◆ **Required work**
Retype every line of the data below word for word, but leave the pictures out.

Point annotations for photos
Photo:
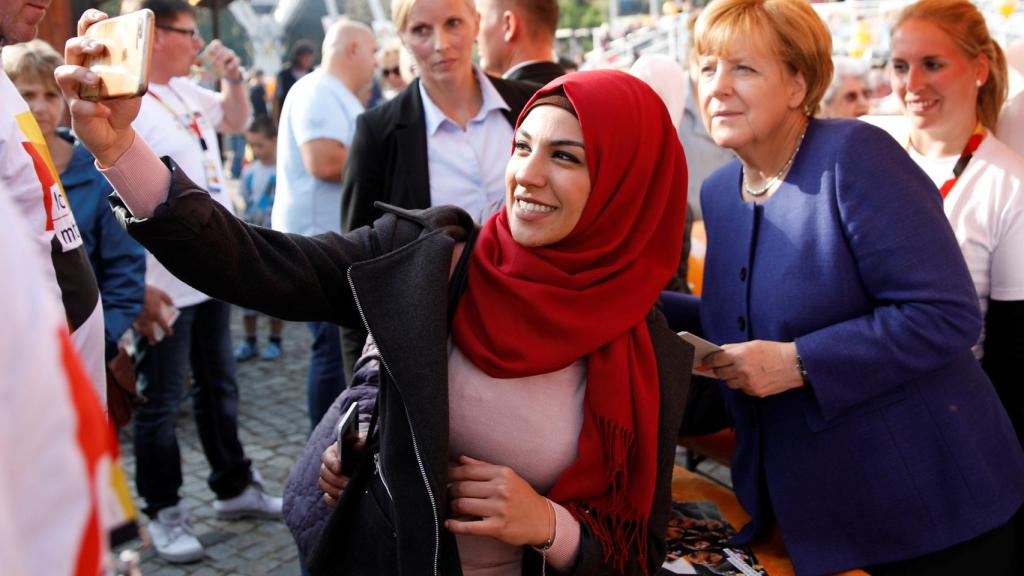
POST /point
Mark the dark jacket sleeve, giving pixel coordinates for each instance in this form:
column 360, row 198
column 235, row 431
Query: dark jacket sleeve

◆ **Solution for this problem**
Photo:
POST /point
Mark the dark jacket sleeve, giving pixel coordinates for each instance in this form:
column 360, row 198
column 235, row 431
Query: dark jacket sleeve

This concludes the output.